Radio Orient

France;
- Frequencies: 94.3 MHz (Paris); 11 total transmitters;
- RDS: ORIENT

Programming
- Languages: Arabic, French

History
- First air date: 1981; 45 years ago

Links
- Website: radioorient.com

= Radio Orient =

Arab international radio station based in Paris

Radio Orient (in Arabic إذاعة الشرق pronounced as Iza'at al Sharq) is an Arab international radio station based in Paris, France with retransmissions in various cities in France, Europe and the Arab World.

It was established by Lebanese media entrepreneur Raghid El Chammah in October 1981 and bought by Prime Minister Rafic Hariri on December 27, 1994. It broadcasts mainly in Arabic language with some various programming and news in French language as well. The French station is considered part of Les Indés Radios, a groupement d'intérêt économique (Economic Interest Grouping) created in 1992, and currently composed of 125 local radio stations in France.

### What to do
Reproduce the entire Radio Orient text above word for word. Rely only on the Radio Orient text above.

### Given data
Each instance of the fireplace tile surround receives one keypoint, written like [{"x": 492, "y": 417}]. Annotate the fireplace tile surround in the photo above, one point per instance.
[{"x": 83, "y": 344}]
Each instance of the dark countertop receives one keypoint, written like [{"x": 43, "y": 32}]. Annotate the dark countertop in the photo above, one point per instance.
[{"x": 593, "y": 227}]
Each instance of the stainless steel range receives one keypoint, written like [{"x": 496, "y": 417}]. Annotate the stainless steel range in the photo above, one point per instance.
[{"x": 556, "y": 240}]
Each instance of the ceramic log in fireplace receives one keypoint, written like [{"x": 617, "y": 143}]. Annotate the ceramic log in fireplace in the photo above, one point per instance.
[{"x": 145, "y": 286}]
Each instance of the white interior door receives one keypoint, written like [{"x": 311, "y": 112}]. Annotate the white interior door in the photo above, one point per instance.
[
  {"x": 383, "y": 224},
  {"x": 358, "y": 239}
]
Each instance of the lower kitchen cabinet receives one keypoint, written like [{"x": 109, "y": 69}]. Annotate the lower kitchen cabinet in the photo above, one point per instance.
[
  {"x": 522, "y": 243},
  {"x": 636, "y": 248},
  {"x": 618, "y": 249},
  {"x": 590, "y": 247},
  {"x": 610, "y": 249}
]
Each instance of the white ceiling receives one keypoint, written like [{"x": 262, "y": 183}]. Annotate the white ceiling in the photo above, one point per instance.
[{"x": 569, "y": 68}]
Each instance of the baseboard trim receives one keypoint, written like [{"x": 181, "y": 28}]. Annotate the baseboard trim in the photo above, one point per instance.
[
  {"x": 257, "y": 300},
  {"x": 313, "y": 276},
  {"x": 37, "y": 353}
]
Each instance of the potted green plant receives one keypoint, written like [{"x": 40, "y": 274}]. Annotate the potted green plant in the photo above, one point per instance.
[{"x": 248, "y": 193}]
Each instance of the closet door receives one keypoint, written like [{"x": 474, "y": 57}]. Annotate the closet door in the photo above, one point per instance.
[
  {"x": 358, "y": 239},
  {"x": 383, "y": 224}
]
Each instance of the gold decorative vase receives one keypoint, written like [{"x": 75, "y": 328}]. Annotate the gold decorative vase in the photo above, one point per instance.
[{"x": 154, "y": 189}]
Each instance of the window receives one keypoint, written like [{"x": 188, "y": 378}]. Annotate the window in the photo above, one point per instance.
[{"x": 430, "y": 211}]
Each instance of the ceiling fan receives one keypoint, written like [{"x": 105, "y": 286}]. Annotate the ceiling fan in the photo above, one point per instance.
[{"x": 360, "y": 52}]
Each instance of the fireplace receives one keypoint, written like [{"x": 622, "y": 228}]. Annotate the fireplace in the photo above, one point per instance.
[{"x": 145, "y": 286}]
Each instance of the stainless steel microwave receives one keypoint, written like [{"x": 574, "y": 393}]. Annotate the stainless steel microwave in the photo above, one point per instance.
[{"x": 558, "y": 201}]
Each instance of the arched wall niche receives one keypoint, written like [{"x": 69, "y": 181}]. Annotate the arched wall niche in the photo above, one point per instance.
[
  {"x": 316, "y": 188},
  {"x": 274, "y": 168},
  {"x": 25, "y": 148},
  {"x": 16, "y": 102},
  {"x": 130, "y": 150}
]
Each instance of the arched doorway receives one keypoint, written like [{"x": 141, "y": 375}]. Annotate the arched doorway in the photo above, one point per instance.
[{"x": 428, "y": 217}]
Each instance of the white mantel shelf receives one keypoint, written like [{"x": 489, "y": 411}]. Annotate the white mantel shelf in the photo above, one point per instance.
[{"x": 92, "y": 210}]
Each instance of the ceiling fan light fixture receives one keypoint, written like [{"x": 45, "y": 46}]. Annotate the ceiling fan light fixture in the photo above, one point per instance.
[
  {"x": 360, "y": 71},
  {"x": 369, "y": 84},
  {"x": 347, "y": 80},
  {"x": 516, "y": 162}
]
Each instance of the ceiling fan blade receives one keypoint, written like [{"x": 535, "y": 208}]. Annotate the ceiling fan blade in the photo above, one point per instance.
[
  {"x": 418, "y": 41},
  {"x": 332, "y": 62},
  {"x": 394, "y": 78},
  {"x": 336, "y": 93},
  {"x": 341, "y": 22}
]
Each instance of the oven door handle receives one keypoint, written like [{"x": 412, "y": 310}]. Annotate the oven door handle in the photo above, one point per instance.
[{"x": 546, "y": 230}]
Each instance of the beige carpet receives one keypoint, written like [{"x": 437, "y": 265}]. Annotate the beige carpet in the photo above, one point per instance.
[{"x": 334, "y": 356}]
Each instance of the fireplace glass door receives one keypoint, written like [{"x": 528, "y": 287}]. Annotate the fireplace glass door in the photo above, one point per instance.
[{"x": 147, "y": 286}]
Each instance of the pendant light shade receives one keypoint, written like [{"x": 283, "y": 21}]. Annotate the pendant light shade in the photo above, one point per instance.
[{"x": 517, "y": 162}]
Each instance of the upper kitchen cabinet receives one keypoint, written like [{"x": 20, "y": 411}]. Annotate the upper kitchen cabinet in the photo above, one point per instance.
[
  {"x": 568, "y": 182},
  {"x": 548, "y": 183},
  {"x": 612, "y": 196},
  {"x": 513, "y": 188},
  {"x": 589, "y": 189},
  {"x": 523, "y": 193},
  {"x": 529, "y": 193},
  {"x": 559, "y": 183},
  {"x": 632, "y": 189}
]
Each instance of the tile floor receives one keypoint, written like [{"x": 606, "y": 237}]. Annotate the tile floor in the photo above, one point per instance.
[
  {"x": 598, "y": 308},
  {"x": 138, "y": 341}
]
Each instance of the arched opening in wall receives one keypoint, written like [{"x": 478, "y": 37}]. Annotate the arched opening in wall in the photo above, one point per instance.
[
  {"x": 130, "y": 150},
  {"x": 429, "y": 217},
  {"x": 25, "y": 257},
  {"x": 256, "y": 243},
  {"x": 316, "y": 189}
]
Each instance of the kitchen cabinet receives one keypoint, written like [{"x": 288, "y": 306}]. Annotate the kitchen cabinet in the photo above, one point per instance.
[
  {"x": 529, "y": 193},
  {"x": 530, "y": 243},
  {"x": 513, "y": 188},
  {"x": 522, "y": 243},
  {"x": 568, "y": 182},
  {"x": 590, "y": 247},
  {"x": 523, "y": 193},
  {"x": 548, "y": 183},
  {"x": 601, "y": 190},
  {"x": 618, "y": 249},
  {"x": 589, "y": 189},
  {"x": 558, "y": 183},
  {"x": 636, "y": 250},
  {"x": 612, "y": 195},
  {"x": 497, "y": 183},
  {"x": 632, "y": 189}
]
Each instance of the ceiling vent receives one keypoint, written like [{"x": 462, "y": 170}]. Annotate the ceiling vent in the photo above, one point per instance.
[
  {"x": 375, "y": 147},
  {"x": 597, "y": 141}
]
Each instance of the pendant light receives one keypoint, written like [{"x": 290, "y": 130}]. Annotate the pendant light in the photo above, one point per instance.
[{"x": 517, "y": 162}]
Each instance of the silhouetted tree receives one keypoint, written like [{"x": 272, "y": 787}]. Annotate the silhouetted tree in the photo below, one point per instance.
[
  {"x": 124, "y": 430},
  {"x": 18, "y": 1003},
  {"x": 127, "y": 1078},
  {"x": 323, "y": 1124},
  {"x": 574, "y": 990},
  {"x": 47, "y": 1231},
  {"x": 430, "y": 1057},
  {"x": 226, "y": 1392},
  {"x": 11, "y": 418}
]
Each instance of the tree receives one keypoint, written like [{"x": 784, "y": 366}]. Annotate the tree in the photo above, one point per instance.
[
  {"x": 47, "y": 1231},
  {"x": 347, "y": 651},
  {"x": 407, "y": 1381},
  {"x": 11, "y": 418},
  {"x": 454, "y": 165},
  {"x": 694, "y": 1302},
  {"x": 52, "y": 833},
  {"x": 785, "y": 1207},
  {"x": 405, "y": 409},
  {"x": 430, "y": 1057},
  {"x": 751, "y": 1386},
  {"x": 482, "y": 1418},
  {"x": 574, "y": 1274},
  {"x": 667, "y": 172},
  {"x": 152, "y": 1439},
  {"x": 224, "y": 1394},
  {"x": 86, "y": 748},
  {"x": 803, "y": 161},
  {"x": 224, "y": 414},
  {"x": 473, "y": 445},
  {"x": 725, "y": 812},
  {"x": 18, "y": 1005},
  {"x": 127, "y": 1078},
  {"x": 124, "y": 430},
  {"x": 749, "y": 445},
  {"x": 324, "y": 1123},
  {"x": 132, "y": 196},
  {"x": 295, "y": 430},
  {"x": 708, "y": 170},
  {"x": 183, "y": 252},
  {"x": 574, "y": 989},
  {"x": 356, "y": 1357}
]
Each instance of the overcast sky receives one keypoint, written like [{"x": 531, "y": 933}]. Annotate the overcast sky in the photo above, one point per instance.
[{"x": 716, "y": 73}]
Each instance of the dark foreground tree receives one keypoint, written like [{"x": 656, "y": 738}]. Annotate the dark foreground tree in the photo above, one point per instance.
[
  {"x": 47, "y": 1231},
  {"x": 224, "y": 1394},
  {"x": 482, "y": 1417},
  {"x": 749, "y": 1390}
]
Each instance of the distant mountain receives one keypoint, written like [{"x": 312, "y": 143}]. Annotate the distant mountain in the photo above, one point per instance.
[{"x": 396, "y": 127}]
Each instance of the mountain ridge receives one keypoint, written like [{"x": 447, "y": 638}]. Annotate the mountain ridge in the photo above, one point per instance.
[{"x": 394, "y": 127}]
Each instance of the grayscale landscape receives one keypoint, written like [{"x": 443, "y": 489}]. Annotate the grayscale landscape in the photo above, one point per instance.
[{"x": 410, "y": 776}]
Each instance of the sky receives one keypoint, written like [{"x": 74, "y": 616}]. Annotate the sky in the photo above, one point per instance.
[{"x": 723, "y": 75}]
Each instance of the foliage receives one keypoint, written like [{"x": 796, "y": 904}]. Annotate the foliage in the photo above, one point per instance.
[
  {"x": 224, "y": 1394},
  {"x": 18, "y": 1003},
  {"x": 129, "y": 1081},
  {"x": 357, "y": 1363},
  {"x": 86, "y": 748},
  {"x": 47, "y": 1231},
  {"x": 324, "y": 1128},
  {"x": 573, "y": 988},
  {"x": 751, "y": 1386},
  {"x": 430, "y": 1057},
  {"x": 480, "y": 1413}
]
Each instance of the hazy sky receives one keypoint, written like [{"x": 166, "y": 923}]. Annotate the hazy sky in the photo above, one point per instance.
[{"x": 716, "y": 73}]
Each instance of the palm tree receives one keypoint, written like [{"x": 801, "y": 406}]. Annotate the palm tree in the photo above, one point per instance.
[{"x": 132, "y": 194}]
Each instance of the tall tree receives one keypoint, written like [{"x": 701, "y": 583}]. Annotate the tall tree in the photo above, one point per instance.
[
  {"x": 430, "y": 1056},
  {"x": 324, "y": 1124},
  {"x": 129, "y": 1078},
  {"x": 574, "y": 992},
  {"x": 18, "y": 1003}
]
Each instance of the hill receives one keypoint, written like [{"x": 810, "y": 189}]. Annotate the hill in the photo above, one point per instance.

### Exercise answer
Radio Orient

France;
- Frequencies: 94.3 MHz (Paris); 11 total transmitters;
- RDS: ORIENT

Programming
- Languages: Arabic, French

History
- First air date: 1981; 45 years ago

Links
- Website: radioorient.com

= Radio Orient =

Arab international radio station based in Paris

Radio Orient (in Arabic إذاعة الشرق pronounced as Iza'at al Sharq) is an Arab international radio station based in Paris, France with retransmissions in various cities in France, Europe and the Arab World.

It was established by Lebanese media entrepreneur Raghid El Chammah in October 1981 and bought by Prime Minister Rafic Hariri on December 27, 1994. It broadcasts mainly in Arabic language with some various programming and news in French language as well. The French station is considered part of Les Indés Radios, a groupement d'intérêt économique (Economic Interest Grouping) created in 1992, and currently composed of 125 local radio stations in France.